### EXTRAIT
Sortir un dimanche matin à 8h00 pour aller acheter le pain et le journal sur la place d'Ibiza est un exercice original pour moi qui suis plutôt habitué à émerger du lit longtemps après que les fidèles soient sortis de la messe. Mais le bal du samedi soir et la messe étant reportés sine die, me voici à traîner à une heure si matinale pour un dimanche dans les rues de Horta, toujours quasiment désertes, comme partout à Barcelone.

### CONSIGNE 1
Pour chacune des affirmations suivantes, dites si l'extrait sur un dimanche matin à Horta lui donne raison, par oui ou par non, en citant mot pour mot les termes décisifs : (a) on sort pour acheter le pain et le journal sur la place d'Ibiza ; (b) les rues de Horta sont animées ce matin-là ; (c) le bal du samedi soir a eu lieu comme prévu.
### CONSIGNE 2
Présentez les lignes des enregistrements sous forme de liste numérotée, sans les lignes vides ni les images.

### DONNÉES À TRAITER
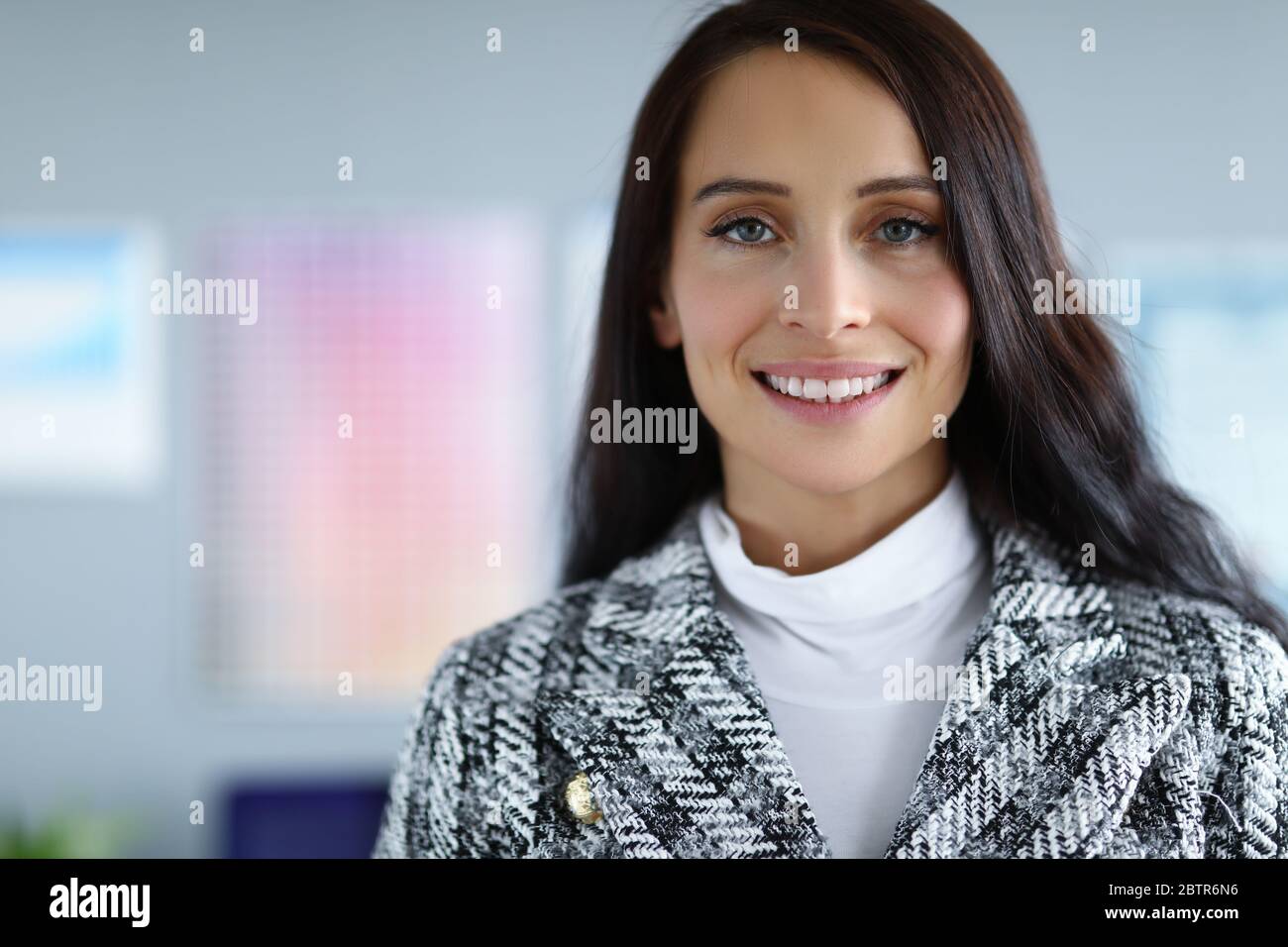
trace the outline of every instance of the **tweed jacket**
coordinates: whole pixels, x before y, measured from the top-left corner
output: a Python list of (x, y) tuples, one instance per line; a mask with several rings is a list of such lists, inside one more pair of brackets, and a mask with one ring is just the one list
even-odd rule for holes
[[(981, 523), (988, 611), (885, 857), (1288, 856), (1279, 642)], [(372, 854), (832, 857), (715, 606), (697, 504), (605, 579), (447, 648)]]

### RÉPONSE 1
(a) Oui : « pour aller acheter le pain et le journal sur la place d'Ibiza ».
(b) Non : « toujours quasiment désertes ».
(c) Non : « le bal du samedi soir et la messe étant reportés sine die ».

### RÉPONSE 2
1. trace the outline of every instance of the **tweed jacket**
2. coordinates: whole pixels, x before y, measured from the top-left corner
3. output: a Python list of (x, y) tuples, one instance per line; a mask with several rings is a list of such lists, inside one more pair of brackets, and a mask with one ring is just the one list
4. even-odd rule for holes
5. [[(981, 523), (988, 611), (885, 857), (1288, 856), (1279, 642)], [(372, 854), (832, 857), (715, 606), (697, 504), (605, 579), (447, 648)]]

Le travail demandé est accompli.